→ **WHAT IS BEING ASKED**
From the line with "Target: orange zinnia" through the final line of the entries below, write out each line exactly and nothing else.

→ **DATA SHOWN**
____________________

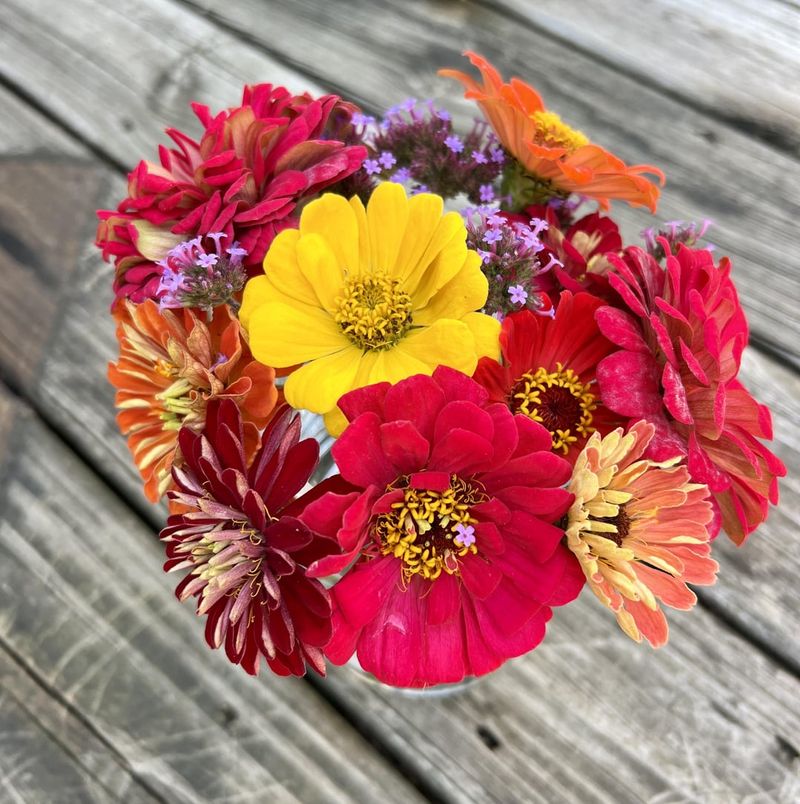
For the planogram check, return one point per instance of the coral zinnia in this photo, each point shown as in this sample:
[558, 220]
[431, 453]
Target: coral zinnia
[244, 549]
[170, 366]
[680, 354]
[555, 158]
[368, 296]
[458, 562]
[548, 371]
[253, 164]
[639, 529]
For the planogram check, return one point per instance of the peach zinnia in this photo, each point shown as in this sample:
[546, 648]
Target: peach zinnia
[170, 366]
[555, 158]
[640, 531]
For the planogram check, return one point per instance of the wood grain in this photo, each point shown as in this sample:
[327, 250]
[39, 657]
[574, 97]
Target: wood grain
[86, 608]
[163, 57]
[744, 64]
[47, 753]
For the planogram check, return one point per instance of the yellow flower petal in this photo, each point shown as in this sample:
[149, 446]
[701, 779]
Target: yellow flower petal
[282, 269]
[486, 331]
[464, 293]
[256, 292]
[445, 343]
[318, 385]
[363, 235]
[283, 335]
[321, 268]
[441, 261]
[334, 219]
[335, 422]
[424, 216]
[387, 216]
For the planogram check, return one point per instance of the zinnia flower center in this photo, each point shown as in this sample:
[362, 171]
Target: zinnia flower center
[374, 312]
[177, 403]
[621, 524]
[557, 399]
[553, 132]
[430, 530]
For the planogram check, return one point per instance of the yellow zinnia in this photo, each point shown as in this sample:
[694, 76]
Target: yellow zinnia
[368, 295]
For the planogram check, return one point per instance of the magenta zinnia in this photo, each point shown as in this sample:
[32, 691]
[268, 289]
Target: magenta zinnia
[680, 350]
[243, 548]
[244, 178]
[457, 558]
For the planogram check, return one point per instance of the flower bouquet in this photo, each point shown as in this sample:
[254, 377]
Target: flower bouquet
[521, 404]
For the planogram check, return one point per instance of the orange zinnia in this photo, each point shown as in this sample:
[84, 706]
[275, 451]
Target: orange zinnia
[170, 365]
[558, 159]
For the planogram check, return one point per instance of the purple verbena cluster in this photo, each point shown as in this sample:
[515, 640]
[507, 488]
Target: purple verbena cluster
[193, 276]
[510, 261]
[675, 232]
[415, 144]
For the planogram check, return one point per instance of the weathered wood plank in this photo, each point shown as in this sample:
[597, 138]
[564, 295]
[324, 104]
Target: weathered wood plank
[743, 66]
[33, 767]
[162, 55]
[48, 754]
[590, 716]
[88, 611]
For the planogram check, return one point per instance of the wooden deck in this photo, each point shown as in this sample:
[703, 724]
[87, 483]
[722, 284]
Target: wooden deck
[107, 691]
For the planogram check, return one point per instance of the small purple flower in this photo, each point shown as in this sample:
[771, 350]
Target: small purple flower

____________________

→ **RESPONSE TO THE EXERCISE**
Target: orange zinnia
[170, 365]
[558, 159]
For the planogram check, return one point per instance of the purple verbena cluster in this photo, each point shown as in this sample:
[515, 640]
[507, 488]
Target: purple verbena cluster
[193, 276]
[510, 261]
[675, 232]
[415, 144]
For the planogram check, return one point per instance of the weathered wood plank in this photo, each point shown as in this sample:
[597, 138]
[564, 295]
[324, 104]
Target: weathered wood plank
[743, 66]
[33, 767]
[162, 55]
[48, 754]
[590, 716]
[88, 611]
For the planogram check, return one point per instance of the wooden deck in this photo, each point shown as in this sample:
[703, 724]
[87, 483]
[722, 284]
Target: wooden deck
[107, 691]
For the planogram check, return one point per instance of the small purple flower in this photo, each point shown as in this sample:
[771, 350]
Target: small purple flower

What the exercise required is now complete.